··· 対象の本文

ペルーの首都・リマを訪れた東出昌大が、貧困層が暮らすパンプローナアルタ地区を丘の上から眺め、言葉を失う場面があった。

【映像】貧困層を隔てる壁…世界最大級のスラムの様子

 6月16日(日)夜9時より、『世界の果てに、東出・ひろゆき置いてきた』がABEMAにて放送された。言論界で大暴れする日本一ロジカルな男・ひろゆき(西村博之)を、論理の通じない過酷な世界に、10万円だけ渡して放り込んだらどうなるのか?そんなテーマのもと、アフリカ・ナミビアの砂漠に置き去りにされたひろゆきが、アフリカ大陸を横断する旅に密着した『世界の果てに、ひろゆき置いてきた』。その第2弾となる本作では、前回ひろゆきの旅のパートナーを務めた東出昌大が、エクアドル・プラタ島に置き去りにされ、南米を横断する旅に出発。ひろゆきは2日目から合流した。なお、使って良い移動手段はローカル路線バス、ヒッチハイクなど基本的に陸路のみとなっている。

  ペルー・リマで迎えた南米旅11日目。午前6時、東出は旅に同行する豊川ディレクターとともに、「恥の壁」をこの目で見るべく、小高い丘の上を目指した。「恥の壁」は、高級住宅街のカスアリーナ地区と、世界最大級のスラム・パンプローナアルタ地区を隔てる壁で、貧富の格差の象徴となっている。なお、このときひろゆきは『ABEMA Prime』にリモート出演するため、東出とは別行動となった。

······

課題一覧 –
A: 本文によると、「恥の壁」はどの地区とどの地区を隔てていますか。
B: レコードのうち、"In this exercise you will tag the white house"を含む行から"In this exercise you will tag the red-leaved"を含む行まで(両端の行を含む)を、空行を除いた番号付きリストに書き直してください。
本文とレコードのあいだに関連はありません。

··· 提供レコード

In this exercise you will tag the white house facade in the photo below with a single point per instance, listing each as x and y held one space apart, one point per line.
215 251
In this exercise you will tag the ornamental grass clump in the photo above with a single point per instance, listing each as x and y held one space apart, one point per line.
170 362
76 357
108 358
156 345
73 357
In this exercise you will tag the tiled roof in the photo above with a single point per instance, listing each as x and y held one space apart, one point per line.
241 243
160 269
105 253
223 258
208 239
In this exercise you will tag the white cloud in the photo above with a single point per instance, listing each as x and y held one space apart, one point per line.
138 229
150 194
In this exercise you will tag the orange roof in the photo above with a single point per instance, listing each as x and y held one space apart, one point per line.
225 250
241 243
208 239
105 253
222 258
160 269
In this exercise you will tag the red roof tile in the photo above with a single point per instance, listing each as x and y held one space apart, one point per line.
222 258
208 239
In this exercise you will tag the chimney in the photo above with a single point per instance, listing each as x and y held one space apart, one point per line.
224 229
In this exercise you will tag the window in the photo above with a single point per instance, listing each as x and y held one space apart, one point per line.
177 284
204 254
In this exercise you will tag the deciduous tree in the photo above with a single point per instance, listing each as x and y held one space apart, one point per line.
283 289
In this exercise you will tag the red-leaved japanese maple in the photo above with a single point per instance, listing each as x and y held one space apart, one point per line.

······
··· 提供レコード

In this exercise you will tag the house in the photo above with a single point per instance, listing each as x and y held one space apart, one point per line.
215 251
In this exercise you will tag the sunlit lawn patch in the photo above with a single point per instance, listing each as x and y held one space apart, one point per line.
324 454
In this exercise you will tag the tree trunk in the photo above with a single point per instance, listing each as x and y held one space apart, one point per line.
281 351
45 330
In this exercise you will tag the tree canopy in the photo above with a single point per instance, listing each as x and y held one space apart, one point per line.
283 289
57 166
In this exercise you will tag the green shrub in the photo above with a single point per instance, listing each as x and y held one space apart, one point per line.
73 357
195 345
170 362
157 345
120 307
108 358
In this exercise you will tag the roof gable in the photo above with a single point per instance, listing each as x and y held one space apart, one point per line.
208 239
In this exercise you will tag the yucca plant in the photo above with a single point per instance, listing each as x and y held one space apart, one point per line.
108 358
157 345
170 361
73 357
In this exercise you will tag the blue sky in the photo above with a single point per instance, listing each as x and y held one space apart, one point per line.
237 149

······
··· 提供レコード

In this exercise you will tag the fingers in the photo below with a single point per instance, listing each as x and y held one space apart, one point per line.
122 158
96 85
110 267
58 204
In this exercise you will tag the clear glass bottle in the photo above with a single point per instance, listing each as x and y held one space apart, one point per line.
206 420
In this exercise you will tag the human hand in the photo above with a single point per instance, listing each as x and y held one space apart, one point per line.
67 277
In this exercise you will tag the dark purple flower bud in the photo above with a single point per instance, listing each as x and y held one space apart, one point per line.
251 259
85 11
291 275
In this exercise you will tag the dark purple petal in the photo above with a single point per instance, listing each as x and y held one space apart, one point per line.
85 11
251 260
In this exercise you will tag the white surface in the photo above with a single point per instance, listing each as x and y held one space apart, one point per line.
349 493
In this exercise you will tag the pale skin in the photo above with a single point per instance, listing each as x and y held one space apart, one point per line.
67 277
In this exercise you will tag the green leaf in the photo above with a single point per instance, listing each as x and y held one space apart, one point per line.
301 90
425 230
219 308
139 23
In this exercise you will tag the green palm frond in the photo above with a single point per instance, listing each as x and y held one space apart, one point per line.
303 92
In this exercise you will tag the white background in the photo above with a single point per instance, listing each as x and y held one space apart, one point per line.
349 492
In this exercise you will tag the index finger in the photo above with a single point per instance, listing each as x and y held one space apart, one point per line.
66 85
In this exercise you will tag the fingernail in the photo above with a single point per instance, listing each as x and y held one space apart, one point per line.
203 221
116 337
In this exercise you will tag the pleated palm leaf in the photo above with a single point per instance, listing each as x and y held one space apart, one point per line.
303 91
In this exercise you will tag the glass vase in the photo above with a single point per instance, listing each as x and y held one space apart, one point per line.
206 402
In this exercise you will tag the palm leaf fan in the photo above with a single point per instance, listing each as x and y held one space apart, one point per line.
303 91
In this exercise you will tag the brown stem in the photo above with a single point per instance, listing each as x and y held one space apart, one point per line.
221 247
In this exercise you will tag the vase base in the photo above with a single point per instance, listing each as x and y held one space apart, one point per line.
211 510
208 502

······

課題別の解答 –
A: 高級住宅街のカスアリーナ地区と、世界最大級のスラムであるパンプローナアルタ地区です。

B:
1. In this exercise you will tag the white house facade in the photo below with a single point per instance, listing each as x and y held one space apart, one point per line.
2. 215 251
3. In this exercise you will tag the ornamental grass clump in the photo above with a single point per instance, listing each as x and y held one space apart, one point per line.
4. 170 362
5. 76 357
6. 108 358
7. 156 345
8. 73 357
9. In this exercise you will tag the tiled roof in the photo above with a single point per instance, listing each as x and y held one space apart, one point per line.
10. 241 243
11. 160 269
12. 105 253
13. 223 258
14. 208 239
15. In this exercise you will tag the white cloud in the photo above with a single point per instance, listing each as x and y held one space apart, one point per line.
16. 138 229
17. 150 194
18. In this exercise you will tag the orange roof in the photo above with a single point per instance, listing each as x and y held one space apart, one point per line.
19. 225 250
20. 241 243
21. 208 239
22. 105 253
23. 222 258
24. 160 269
25. In this exercise you will tag the red roof tile in the photo above with a single point per instance, listing each as x and y held one space apart, one point per line.
26. 222 258
27. 208 239
28. In this exercise you will tag the chimney in the photo above with a single point per instance, listing each as x and y held one space apart, one point per line.
29. 224 229
30. In this exercise you will tag the window in the photo above with a single point per instance, listing each as x and y held one space apart, one point per line.
31. 177 284
32. 204 254
33. In this exercise you will tag the deciduous tree in the photo above with a single point per instance, listing each as x and y held one space apart, one point per line.
34. 283 289
35. In this exercise you will tag the red-leaved japanese maple in the photo above with a single point per instance, listing each as x and y held one space apart, one point per line.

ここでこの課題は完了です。